## 任務目標
A: 請返回原文中從「1.2 分桶通信和扁平化」一直到「階段收集的相關性信息來確定。」的全部文字。
B: 根據原文判斷下列各項說法是否正確，逐項回答「是」或「否」，並原樣引用原文中作為依據的字句。
(i) Horovod和PyTorch-DDP都採用了分桶的技巧。
(ii) 低精度壓縮/解壓縮lambda是應用於單個參數。
(iii) BAGUA在反向傳播的第一次運行中確定桶的分區。
C: 依據原文，簡短回答以下問題：
(i) 在vanilla DP-SG中，優化只能將哪種通信隱藏在反向傳播的計算中？
(ii) BAGUA的bucketing是根據什麼來確定的？
(iii) 原文提到也使用類似優化的是哪家的Apex？

## 原文
######

與現有系統相比，BAGUA考慮了更復雜的調度。在vanilla DP-SG中，優化只能將Allreduce通信隱藏在反向傳播的計算中；相比之下，BAGUA可以調度額外的元素，如使用低精度的壓縮/解壓縮和優化算法對於指定的模型進行更新。

1.2 分桶通信和扁平化

頻繁的傳輸碎片化數據，會降低通信的效率，不利於充分利用網絡帶寬。爲了有效地將通信和計算重疊起來，將各層型參數劃分爲若干個桶進行通信是一個必要的步驟，這樣通訊的單位就變成了桶，從而能夠更高效地利用通信模型。

因此，Horovod和PyTorch-DDP都採用了桶的技巧。然而，他們的bucketing方案只是簡單地把Allreduce通信硬編碼，用啓發式的思路來減少成本，並使用神經網絡之中層的倒序來確定buckets。相比之下，由於BAGUA支持更多通信方式，而且這些通信方式可以指定優化算法，並且使用BAGUA的通信原語，因此bucketing是根據在分析（profiling）階段收集的相關性信息來確定。

一旦我們將計算圖分割成桶，BAGUA就在這些桶上進行融合。這使得BAGUA有可能實現一個更有效的流水線。在確定反向傳播的第一次運行中的桶的分區後，BAGUA會仔細地將桶內的參數（如模型參數、梯度和優化器狀態）對齊到一個連續的內存空間。然後在所有的流水線執行中利用這種參數的扁平化視圖。

此外，由於支持了信息壓縮算法，對於壓縮和解壓的函數，其操作的基本單位也是桶，這樣也能使得這些操作的開銷降低。例如，低精度壓縮/解壓縮lambda會直接應用於桶的扁平化視圖，而不是單個參數；用於模型更新的基於SG的優化器也在桶的層面上進行（NVIDIA的Apex也使用類似的優化）。請注意，這種扁平化視圖可以更有效地利用計算單元所提供的並行性。

######

## 資料
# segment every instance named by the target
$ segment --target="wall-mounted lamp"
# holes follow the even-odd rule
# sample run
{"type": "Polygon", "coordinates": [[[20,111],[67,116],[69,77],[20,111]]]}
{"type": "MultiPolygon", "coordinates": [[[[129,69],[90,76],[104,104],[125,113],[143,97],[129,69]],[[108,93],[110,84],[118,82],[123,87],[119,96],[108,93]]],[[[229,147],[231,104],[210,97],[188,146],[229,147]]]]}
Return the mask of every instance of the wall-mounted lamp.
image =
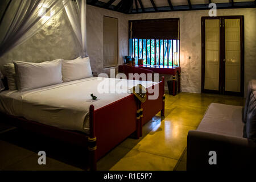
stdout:
{"type": "Polygon", "coordinates": [[[55,11],[50,9],[47,5],[41,5],[40,6],[38,16],[49,19],[54,14],[55,11]]]}
{"type": "Polygon", "coordinates": [[[178,54],[177,52],[174,52],[174,64],[175,66],[177,67],[179,64],[179,58],[178,54]]]}

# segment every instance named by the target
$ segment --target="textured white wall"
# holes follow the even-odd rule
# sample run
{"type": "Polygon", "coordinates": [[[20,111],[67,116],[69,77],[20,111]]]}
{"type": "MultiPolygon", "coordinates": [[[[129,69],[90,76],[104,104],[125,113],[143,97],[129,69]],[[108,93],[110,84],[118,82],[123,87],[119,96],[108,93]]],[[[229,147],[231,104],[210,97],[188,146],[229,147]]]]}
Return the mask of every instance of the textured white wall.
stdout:
{"type": "MultiPolygon", "coordinates": [[[[87,6],[87,47],[93,72],[109,73],[103,68],[103,16],[118,19],[118,63],[128,54],[128,20],[180,18],[180,65],[183,92],[201,92],[201,17],[207,10],[126,15],[87,6]],[[191,59],[188,57],[191,56],[191,59]]],[[[217,15],[244,15],[245,85],[256,78],[256,9],[218,10],[217,15]]],[[[74,35],[65,11],[62,11],[37,34],[0,58],[0,69],[13,60],[42,61],[75,58],[81,47],[74,35]]],[[[117,68],[115,68],[117,69],[117,68]]]]}
{"type": "MultiPolygon", "coordinates": [[[[244,15],[245,90],[250,79],[256,78],[256,9],[217,10],[217,16],[244,15]]],[[[201,92],[201,17],[208,10],[146,13],[127,15],[129,20],[180,18],[181,90],[201,92]],[[191,56],[191,59],[188,59],[191,56]]],[[[167,79],[170,78],[167,77],[167,79]]],[[[245,92],[246,93],[246,92],[245,92]]]]}
{"type": "MultiPolygon", "coordinates": [[[[118,19],[118,64],[122,64],[123,56],[128,55],[128,20],[127,15],[87,5],[87,51],[92,69],[97,73],[109,73],[110,68],[103,66],[103,16],[118,19]]],[[[117,70],[118,67],[114,67],[117,70]]]]}
{"type": "MultiPolygon", "coordinates": [[[[103,68],[103,16],[118,19],[118,64],[128,54],[128,20],[126,15],[87,6],[87,47],[93,72],[110,72],[103,68]]],[[[13,60],[42,62],[63,58],[71,59],[80,55],[81,47],[70,24],[65,10],[31,39],[0,58],[0,69],[13,60]]],[[[114,68],[116,70],[117,67],[114,68]]]]}
{"type": "Polygon", "coordinates": [[[55,59],[72,59],[81,52],[81,46],[64,11],[49,20],[31,39],[0,57],[0,68],[13,60],[42,62],[55,59]]]}

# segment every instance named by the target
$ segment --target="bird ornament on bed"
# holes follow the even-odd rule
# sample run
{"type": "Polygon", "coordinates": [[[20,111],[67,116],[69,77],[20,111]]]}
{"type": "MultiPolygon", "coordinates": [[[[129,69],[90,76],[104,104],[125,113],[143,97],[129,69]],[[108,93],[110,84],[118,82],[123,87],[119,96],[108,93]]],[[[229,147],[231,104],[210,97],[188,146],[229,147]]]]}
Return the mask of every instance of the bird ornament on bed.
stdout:
{"type": "Polygon", "coordinates": [[[147,100],[147,89],[141,84],[138,84],[129,89],[136,97],[142,102],[145,102],[147,100]]]}
{"type": "Polygon", "coordinates": [[[93,94],[90,94],[90,96],[92,96],[92,100],[97,100],[97,97],[96,96],[93,96],[93,94]]]}

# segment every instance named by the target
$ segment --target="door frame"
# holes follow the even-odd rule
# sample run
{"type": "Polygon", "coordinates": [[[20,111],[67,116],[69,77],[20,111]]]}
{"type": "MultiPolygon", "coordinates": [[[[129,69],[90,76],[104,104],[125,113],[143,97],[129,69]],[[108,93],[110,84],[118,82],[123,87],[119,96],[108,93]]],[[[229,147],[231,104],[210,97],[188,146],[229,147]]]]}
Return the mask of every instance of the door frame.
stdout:
{"type": "Polygon", "coordinates": [[[236,16],[203,16],[201,18],[201,92],[216,93],[221,94],[243,96],[244,93],[244,20],[243,15],[236,16]],[[225,19],[240,19],[240,92],[225,91],[225,64],[222,61],[225,58],[225,19]],[[208,90],[204,89],[205,68],[205,19],[220,20],[220,72],[218,90],[208,90]]]}

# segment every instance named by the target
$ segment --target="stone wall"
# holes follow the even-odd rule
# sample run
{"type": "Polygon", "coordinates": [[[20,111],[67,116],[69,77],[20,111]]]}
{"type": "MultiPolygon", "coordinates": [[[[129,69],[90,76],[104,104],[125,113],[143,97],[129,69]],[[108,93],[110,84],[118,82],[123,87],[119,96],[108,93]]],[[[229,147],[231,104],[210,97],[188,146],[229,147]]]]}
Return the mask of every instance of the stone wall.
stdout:
{"type": "MultiPolygon", "coordinates": [[[[256,78],[256,9],[217,10],[217,15],[244,16],[246,91],[249,81],[250,79],[256,78]]],[[[145,13],[127,15],[129,20],[180,18],[182,92],[201,92],[201,17],[207,16],[208,16],[208,10],[145,13]]],[[[171,78],[168,76],[166,77],[166,80],[171,78]]]]}

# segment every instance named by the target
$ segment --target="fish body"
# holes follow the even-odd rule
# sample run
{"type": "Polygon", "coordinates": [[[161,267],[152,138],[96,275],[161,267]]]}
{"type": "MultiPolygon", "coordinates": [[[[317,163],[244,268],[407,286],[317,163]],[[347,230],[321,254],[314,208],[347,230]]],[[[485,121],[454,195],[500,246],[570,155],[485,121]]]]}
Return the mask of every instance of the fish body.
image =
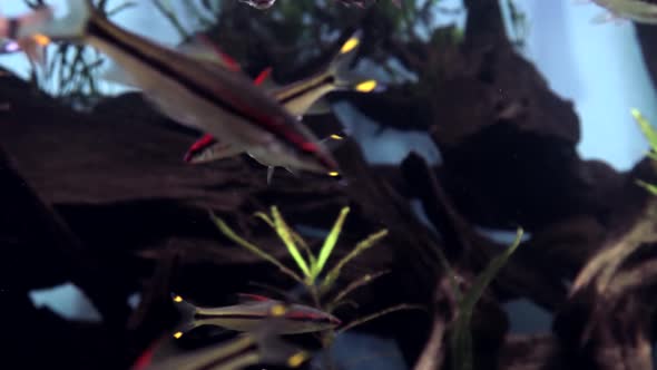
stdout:
{"type": "Polygon", "coordinates": [[[255,9],[264,10],[272,8],[276,0],[239,0],[239,2],[246,3],[255,9]]]}
{"type": "Polygon", "coordinates": [[[651,3],[645,0],[591,1],[609,10],[612,18],[627,18],[638,23],[657,25],[657,3],[651,3]]]}
{"type": "MultiPolygon", "coordinates": [[[[220,308],[196,306],[180,296],[174,296],[183,317],[180,335],[194,328],[215,325],[241,332],[254,331],[267,319],[272,310],[283,303],[259,295],[248,295],[246,302],[220,308]]],[[[285,315],[276,327],[277,334],[300,334],[327,330],[340,325],[334,315],[303,304],[288,304],[285,315]]]]}
{"type": "MultiPolygon", "coordinates": [[[[362,93],[372,91],[376,87],[373,79],[363,79],[349,71],[349,65],[355,56],[361,42],[360,32],[354,33],[340,49],[334,59],[320,72],[300,81],[272,88],[268,94],[287,111],[296,117],[302,117],[316,106],[316,103],[326,94],[335,90],[356,90],[362,93]]],[[[263,84],[258,76],[256,85],[263,84]]],[[[258,163],[267,166],[267,183],[272,177],[274,167],[286,167],[284,162],[276,156],[262,153],[262,150],[248,150],[236,147],[232,143],[214,139],[212,135],[205,135],[197,140],[186,153],[185,162],[193,164],[208,163],[237,154],[246,153],[258,163]]],[[[291,168],[288,168],[291,169],[291,168]]]]}
{"type": "Polygon", "coordinates": [[[280,325],[288,305],[273,306],[253,331],[200,349],[184,351],[176,345],[177,335],[165,335],[135,361],[133,370],[237,370],[254,364],[296,368],[308,353],[280,338],[280,325]]]}
{"type": "Polygon", "coordinates": [[[94,11],[87,0],[69,0],[61,20],[26,20],[0,37],[45,35],[87,43],[109,56],[165,115],[286,166],[325,173],[337,168],[329,150],[276,100],[242,74],[126,31],[94,11]]]}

######

## 各題答案
A:
1.2 分桶通信和扁平化

頻繁的傳輸碎片化數據，會降低通信的效率，不利於充分利用網絡帶寬。爲了有效地將通信和計算重疊起來，將各層型參數劃分爲若干個桶進行通信是一個必要的步驟，這樣通訊的單位就變成了桶，從而能夠更高效地利用通信模型。

因此，Horovod和PyTorch-DDP都採用了桶的技巧。然而，他們的bucketing方案只是簡單地把Allreduce通信硬編碼，用啓發式的思路來減少成本，並使用神經網絡之中層的倒序來確定buckets。相比之下，由於BAGUA支持更多通信方式，而且這些通信方式可以指定優化算法，並且使用BAGUA的通信原語，因此bucketing是根據在分析（profiling）階段收集的相關性信息來確定。

B:
(i) 是：「Horovod和PyTorch-DDP都採用了桶的技巧」
(ii) 否：「低精度壓縮/解壓縮lambda會直接應用於桶的扁平化視圖，而不是單個參數」
(iii) 是：「在確定反向傳播的第一次運行中的桶的分區後」

C:
(i) Allreduce通信
(ii) 在分析（profiling）階段收集的相關性信息
(iii) NVIDIA